▶ To do
1. Name every abbreviation that the AWACS article introduces with its full name, and give each full name.
2. Reproduce the passage of the AWACS article starting at "The Air Force is" and ending at "Hanscom Field, Massachusetts.".
3. Turn the paragraph of the AWACS article that begins "Proponents of the AWACS system" into a short bulleted list that keeps its main facts.

▶ Supplied passage
Document created: 31 December 03
Air University Review, May-June 1972

AWACS to Bridge the
Technological Gap

Captain Harry A. Pearce 

Military radar technology was dramatically introduced to the world in 1941 when the British effectively used it to win control of the English sky in the Battle of Britain. After World War II, radar saw a variety of military uses in nearly every part of the world, and in the fifties we developed elaborate ground-based radar systems to provide early warning and command and control for both strategic defensive and tactical employment.

These ground-based systems have inherent limitations. Because of their fixed locations they are range limited and are vulnerable targets. Probably a more important limitation of ground-based systems is their inability to detect low-flying aircraft beyond a short distance because of radar’s horizon limitation resulting from the curvature of the earth.

The Air Force developed an Airborne Early Warning and Control (AEW&C) system to extend the range of the ground-based systems and to improve their low-altitude coverage capability. The AEW&C system operates relatively well over water, but it is ineffective over land because of its inability to distinguish actual radar target returns from the clutter generated by the radar beam striking the ground and causing multiple returns. Thus, the inherent limitations of the ground systems, plus the inability of the AEW&C to reject clutter, have created a technological gap that could be exploited by an enemy either in attacking a strategic defensive system or in trying to gain air superiority in a tactical theater.

The Air Force is currently building a system designed to close this technological gap and provide new capability for Air Force use in the total spectrum of operation from peacetime to war. This system, called the Airborne Warning and Control System (AWACS), will provide a flexible, highly mobile command, control, and surveillance system for both the Aerospace Defense Command (ADC) and Tactical Air Command (TAC). AWACS is being built by the Boeing Company under the direction of the Electronic Systems Division, Air Force Systems Command, Hanscom Field, Massachusetts.

Proponents of the AWACS system have realized the value of this type of technology since ADC first stated a requirement for AWACS in 1963. In 1966, TAC, realizing the possible tactical applications of the system, along with ADC stated a joint requirement for AWACS. Efforts to define the system continued until contract definition ended on 8 July 1970, when Secretary of the Air Force Robert C. Seamans, Jr., announced that Boeing would be the prime contractor for a production option of 42 AWACS. The cost of the program was set at approximately $2.5 billion, and the contract represented a “fly-before-buy” contracting procedure. This procedure is tied firmly to technical milestones.

▶ Material provided
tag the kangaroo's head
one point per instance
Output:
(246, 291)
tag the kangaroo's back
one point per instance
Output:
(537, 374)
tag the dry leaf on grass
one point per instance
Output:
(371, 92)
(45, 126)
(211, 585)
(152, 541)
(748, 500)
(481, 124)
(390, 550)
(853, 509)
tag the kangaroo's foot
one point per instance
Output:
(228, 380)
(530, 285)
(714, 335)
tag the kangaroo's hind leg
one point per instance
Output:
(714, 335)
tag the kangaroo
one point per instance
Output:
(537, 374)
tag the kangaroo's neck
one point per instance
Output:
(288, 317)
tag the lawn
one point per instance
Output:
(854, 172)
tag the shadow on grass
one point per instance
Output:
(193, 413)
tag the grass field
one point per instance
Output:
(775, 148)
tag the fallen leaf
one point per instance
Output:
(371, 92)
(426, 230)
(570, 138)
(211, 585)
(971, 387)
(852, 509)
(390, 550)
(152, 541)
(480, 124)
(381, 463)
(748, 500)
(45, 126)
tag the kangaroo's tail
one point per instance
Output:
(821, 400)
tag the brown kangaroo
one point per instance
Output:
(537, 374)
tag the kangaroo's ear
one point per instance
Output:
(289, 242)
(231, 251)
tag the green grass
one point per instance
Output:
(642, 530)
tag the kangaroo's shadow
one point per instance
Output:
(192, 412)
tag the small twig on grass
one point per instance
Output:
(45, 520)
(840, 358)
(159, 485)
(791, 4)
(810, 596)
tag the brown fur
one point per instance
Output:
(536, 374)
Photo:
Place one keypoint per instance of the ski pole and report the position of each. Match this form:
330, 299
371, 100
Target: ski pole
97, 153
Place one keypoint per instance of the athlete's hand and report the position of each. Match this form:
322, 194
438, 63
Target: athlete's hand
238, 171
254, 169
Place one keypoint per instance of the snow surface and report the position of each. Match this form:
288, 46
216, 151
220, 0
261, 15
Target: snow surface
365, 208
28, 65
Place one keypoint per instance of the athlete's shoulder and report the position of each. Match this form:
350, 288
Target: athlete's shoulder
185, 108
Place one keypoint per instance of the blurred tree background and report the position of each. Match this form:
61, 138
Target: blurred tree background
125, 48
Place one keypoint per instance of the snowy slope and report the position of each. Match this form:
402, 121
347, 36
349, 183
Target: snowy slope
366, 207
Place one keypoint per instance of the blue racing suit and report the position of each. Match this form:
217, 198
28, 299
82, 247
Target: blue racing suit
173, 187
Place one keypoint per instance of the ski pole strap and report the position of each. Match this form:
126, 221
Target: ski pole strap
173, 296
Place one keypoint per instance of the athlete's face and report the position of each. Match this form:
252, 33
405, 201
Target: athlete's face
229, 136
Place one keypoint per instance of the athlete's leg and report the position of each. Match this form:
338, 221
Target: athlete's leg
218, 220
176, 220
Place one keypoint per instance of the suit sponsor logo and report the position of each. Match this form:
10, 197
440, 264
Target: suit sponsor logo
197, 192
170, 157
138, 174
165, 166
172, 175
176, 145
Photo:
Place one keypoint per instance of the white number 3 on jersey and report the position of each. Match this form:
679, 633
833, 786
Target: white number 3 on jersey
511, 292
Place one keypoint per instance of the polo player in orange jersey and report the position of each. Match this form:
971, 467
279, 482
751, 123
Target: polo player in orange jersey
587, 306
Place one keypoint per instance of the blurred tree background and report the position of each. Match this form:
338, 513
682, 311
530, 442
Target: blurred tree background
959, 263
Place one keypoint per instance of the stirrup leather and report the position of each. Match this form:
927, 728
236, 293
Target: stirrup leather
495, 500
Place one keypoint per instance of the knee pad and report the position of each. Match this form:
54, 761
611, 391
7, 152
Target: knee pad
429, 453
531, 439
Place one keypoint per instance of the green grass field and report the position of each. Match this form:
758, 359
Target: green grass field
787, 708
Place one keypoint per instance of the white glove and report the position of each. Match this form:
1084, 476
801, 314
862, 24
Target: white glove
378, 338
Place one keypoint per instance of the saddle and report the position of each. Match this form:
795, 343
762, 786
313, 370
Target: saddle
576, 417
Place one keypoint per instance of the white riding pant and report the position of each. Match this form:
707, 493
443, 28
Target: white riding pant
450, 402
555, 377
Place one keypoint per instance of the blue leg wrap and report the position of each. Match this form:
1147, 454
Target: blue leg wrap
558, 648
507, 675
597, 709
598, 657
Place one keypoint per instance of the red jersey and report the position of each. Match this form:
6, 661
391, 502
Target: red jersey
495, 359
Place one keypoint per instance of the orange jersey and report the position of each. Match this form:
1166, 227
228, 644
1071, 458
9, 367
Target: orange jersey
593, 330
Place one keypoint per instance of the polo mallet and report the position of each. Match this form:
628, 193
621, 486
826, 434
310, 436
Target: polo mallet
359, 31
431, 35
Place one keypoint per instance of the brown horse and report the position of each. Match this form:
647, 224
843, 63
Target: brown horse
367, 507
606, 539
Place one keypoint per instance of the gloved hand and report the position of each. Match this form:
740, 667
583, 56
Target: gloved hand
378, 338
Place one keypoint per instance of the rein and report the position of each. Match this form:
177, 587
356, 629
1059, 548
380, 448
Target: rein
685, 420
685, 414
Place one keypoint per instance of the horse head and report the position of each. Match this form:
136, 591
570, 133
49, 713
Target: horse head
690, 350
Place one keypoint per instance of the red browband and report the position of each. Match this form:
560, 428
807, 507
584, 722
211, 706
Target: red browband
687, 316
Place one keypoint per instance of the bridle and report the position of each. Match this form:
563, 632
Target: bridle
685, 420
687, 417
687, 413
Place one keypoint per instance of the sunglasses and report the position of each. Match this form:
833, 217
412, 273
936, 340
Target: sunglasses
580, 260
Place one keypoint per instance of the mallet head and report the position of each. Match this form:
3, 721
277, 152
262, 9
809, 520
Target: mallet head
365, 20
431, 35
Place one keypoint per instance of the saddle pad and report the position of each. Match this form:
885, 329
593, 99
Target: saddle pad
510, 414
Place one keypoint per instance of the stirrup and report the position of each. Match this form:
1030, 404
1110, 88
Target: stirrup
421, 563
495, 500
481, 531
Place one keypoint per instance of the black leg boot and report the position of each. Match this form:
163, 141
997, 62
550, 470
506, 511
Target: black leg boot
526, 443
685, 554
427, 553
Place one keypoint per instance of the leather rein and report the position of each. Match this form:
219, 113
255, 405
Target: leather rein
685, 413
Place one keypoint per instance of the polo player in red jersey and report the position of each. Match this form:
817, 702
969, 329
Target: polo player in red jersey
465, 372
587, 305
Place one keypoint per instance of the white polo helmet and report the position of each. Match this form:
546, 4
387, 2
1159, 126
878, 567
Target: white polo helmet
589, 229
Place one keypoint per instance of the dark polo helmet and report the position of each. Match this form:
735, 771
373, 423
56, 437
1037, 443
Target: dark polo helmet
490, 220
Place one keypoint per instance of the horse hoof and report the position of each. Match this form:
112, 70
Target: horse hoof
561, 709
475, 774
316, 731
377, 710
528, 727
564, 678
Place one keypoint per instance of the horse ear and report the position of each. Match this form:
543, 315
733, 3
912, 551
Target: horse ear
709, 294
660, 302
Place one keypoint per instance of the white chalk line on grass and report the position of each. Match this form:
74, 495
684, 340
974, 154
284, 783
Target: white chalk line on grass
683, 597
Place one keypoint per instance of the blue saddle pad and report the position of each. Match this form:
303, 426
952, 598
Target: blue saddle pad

▶ Exercise responses
1.
- AEW&C: Airborne Early Warning and Control
- AWACS: Airborne Warning and Control System
- ADC: Aerospace Defense Command
- TAC: Tactical Air Command

2.
The Air Force is currently building a system designed to close this technological gap and provide new capability for Air Force use in the total spectrum of operation from peacetime to war. This system, called the Airborne Warning and Control System (AWACS), will provide a flexible, highly mobile command, control, and surveillance system for both the Aerospace Defense Command (ADC) and Tactical Air Command (TAC). AWACS is being built by the Boeing Company under the direction of the Electronic Systems Division, Air Force Systems Command, Hanscom Field, Massachusetts.

3.
- ADC first stated a requirement for AWACS in 1963.
- In 1966, TAC saw the system's possible tactical applications and joined ADC in stating a joint requirement.
- Contract definition ended on 8 July 1970. On that date, Secretary of the Air Force Robert C. Seamans, Jr., announced Boeing as prime contractor for a production option of 42 AWACS.
- The program's cost was set at about $2.5 billion.
- The contract followed a "fly-before-buy" procedure tied firmly to technical milestones.